Don't know why my email was addressed to Jody. I addressed it to Moderator/Mega-Whore-Slut-Poster...and when I looked at it later, it said Jody. Wonder what that means.

I've amended my last post.

Awesome dog. Though she might not be a good watch dog, she certainly looks like one. That does a lot!


----------



## Spike

> _Originally posted by Stewart _
> *I would have to say I would save up and put down the 3/4" tongue and groove. It is more expensive but in the end you will never have a worry, Like I said before, I would put down liquid nail as I put each sheet down and remember to stagger the joints. I hope that makes sense. I was thinking screws might be a nice touch instead of nails, it might reduce any creaking and hold better. We used to use galvanized 8d nails. we used to nail the sheets about every 8" the full width of the sheet. The seams are tough sometimes but a good straight cut is important on the half sheets. I hope this helped and didn't confuse you!!!
> *


I agree. This is the route I would take...if I had the funds.


----------



## guest

spike one more thing.. that dog is so gentle around little kids its amazing.. ive got a young nephew and other young kids (under a year) the dog quivers when she gets near them.. she is so gentle its weird to see, but she quivers and tries to get a close sniff or lick them a little.. but wont jump on or try to climb up onto them or anything at all...

▶ **SOURCE EXCERPT**
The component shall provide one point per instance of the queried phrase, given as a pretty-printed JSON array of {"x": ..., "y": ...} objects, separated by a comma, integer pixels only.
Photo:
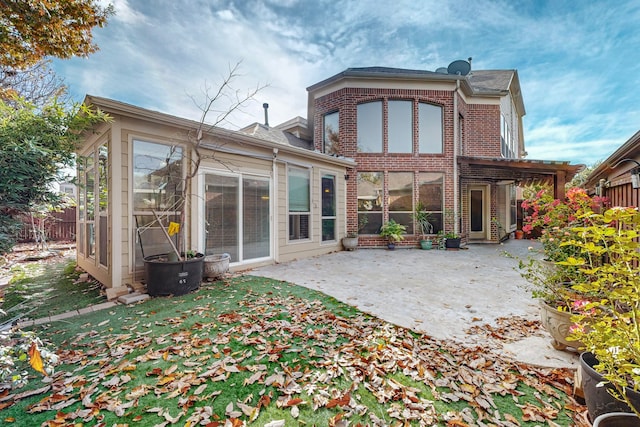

▶ **EXERCISE BRIEF**
Reproduce, word for word, the portion of the forum thread between "Don't know why" and "does a lot!", inclusive.

▶ **SOLUTION FOR THIS TASK**
Don't know why my email was addressed to Jody. I addressed it to Moderator/Mega-Whore-Slut-Poster...and when I looked at it later, it said Jody. Wonder what that means.

I've amended my last post.

Awesome dog. Though she might not be a good watch dog, she certainly looks like one. That does a lot!